* _INFORMATION SHOWN_

+--

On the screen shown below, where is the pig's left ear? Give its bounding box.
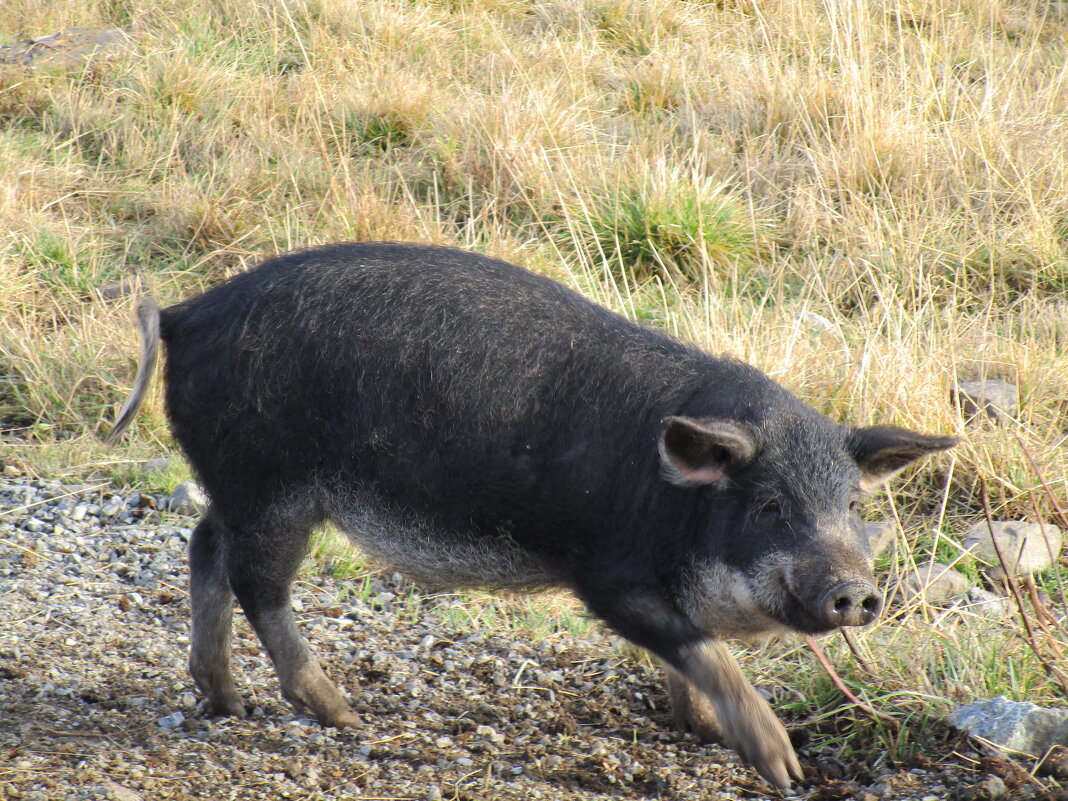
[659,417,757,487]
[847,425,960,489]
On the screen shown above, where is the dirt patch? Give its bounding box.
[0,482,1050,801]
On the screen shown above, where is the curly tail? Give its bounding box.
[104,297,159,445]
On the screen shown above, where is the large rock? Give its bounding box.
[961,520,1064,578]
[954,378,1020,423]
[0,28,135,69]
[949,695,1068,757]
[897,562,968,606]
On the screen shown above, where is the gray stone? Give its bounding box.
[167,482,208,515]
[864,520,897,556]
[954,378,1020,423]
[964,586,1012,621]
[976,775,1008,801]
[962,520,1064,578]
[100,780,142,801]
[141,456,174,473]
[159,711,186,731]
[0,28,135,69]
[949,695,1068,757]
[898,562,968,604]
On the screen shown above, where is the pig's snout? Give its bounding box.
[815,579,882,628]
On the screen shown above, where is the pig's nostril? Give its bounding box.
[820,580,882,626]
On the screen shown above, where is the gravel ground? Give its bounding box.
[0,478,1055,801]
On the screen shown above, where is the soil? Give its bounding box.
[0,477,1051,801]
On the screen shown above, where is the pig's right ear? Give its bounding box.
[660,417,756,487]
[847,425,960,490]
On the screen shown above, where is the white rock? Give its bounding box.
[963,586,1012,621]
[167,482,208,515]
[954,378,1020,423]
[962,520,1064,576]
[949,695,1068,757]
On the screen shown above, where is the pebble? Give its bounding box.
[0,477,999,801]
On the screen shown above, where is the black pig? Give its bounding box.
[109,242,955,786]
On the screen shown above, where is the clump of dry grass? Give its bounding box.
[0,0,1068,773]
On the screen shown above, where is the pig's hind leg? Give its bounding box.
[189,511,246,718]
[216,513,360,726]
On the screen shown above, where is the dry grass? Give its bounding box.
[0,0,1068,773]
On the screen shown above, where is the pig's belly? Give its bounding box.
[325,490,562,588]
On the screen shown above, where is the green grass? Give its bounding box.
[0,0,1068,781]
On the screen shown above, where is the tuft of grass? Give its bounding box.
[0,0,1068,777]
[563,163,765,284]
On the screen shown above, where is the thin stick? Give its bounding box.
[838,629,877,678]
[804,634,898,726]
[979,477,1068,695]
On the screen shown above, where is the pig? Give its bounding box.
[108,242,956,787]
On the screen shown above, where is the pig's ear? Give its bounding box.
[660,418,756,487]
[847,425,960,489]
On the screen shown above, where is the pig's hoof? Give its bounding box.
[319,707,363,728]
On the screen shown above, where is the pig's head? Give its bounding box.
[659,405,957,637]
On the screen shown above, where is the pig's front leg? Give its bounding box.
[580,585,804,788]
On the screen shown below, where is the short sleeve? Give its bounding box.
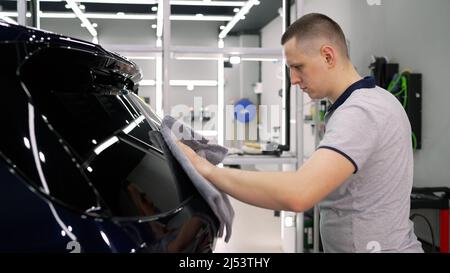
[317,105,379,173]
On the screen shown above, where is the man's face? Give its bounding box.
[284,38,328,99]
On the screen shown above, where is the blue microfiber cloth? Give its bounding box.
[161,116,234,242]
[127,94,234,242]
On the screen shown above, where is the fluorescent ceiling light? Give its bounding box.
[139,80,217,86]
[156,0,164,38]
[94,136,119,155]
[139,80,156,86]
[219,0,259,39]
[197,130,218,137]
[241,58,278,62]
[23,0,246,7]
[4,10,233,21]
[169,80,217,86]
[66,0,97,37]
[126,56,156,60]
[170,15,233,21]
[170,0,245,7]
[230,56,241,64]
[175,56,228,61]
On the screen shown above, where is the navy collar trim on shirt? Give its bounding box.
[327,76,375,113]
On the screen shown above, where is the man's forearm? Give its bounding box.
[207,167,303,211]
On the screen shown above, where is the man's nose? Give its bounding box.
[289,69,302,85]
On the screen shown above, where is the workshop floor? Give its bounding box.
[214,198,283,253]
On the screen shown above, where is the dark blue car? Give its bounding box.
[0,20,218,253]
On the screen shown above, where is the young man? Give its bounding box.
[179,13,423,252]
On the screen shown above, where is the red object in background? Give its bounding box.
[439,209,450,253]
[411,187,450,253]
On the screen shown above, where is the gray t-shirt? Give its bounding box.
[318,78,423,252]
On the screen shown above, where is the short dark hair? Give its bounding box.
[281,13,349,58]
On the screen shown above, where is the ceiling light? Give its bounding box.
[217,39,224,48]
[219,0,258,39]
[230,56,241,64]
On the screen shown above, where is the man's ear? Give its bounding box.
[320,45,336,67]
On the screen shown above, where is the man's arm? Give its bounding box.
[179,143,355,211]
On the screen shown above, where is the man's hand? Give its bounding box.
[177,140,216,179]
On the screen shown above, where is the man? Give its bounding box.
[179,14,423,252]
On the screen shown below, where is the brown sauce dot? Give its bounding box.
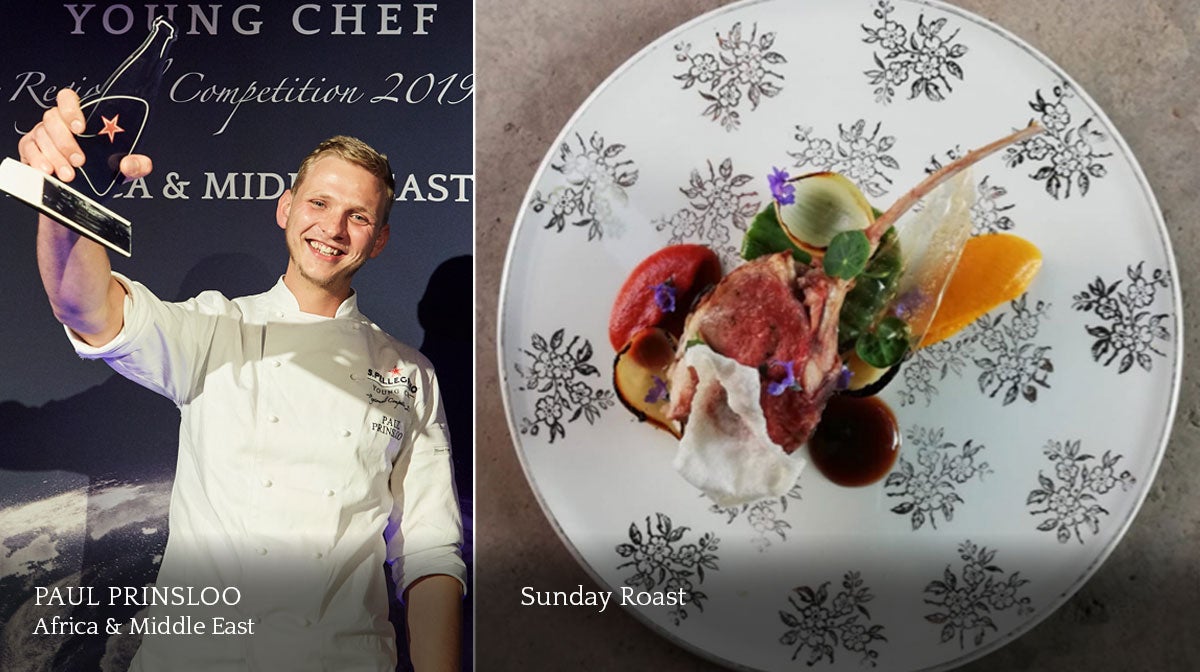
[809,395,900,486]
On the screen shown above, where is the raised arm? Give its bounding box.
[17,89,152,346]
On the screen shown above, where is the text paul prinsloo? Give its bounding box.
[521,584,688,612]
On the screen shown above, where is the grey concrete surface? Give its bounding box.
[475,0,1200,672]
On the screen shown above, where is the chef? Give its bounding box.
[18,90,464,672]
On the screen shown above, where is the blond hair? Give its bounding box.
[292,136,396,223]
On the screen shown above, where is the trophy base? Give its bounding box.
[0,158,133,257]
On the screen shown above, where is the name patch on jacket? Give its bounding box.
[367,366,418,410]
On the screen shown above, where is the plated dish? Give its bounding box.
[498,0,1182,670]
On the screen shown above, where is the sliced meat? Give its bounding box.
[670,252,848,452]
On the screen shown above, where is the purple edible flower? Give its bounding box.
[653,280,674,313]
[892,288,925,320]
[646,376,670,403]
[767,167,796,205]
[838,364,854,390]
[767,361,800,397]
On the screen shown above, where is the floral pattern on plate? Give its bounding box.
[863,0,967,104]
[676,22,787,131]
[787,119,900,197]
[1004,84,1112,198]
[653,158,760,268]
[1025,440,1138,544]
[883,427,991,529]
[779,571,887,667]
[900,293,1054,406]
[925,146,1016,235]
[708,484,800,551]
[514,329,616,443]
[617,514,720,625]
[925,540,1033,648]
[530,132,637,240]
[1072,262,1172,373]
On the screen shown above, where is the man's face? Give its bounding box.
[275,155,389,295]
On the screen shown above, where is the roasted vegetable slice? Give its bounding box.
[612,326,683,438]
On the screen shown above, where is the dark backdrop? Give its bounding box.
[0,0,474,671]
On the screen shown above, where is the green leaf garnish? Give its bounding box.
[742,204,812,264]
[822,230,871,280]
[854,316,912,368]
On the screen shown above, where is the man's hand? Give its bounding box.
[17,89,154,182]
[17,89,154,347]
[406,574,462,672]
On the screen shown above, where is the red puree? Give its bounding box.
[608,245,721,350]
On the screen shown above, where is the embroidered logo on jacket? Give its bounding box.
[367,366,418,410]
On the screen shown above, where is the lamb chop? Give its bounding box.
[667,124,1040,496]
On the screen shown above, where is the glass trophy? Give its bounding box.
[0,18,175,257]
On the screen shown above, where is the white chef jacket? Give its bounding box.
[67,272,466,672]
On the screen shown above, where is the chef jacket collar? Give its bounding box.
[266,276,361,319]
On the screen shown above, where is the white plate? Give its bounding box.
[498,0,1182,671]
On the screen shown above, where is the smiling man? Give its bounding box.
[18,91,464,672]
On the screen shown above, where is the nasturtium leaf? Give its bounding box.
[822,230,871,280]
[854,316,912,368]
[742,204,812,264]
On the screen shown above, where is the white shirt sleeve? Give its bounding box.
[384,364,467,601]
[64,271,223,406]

+--

* _PROBLEM REQUIREMENTS_
Update the entries from the line containing "On the screen shown above, where is the dry" through the line containing "[127,94,234,242]", both included, by replacing "thin stick" with "twig" and leaving everything else unchanged. Leave the pictures out of your answer.

* _TASK RESULT_
On the screen shown above, where is the dry grass? Give its bounding box.
[0,0,1068,773]
On the screen shown above, where is the pig's belly? Give its bounding box.
[325,490,562,588]
On the screen shown above, where is the green grass? Give its bounding box.
[0,0,1068,781]
On the screen shown above, where is the tuft of grass? Give its bounding box.
[0,0,1068,777]
[563,163,765,284]
On the screen shown above, where is the twig? Give its bounding box.
[838,629,877,678]
[804,634,898,726]
[979,477,1068,695]
On the screen shown above, where is the pig? Give its bounding box.
[108,242,956,787]
On the screen shown above, where is the pig's ear? Give its bounding box.
[660,418,756,487]
[847,425,960,489]
On the screen shown above, where is the pig's hoof? Give its bounding box.
[319,707,363,728]
On the screen shown above, where is the pig's head? Give its bounding box.
[659,405,957,637]
On the screen shown above, where is the pig's front leg? Give its bounding box.
[580,585,804,788]
On the screen shown below, where is the short sleeve? Give its bounding box.
[317,105,379,173]
On the screen shown above, where is the man's face? Give its bounding box.
[284,38,328,99]
On the screen shown above, where is the blue microfiber cloth? Give its bounding box.
[161,116,234,242]
[127,94,234,242]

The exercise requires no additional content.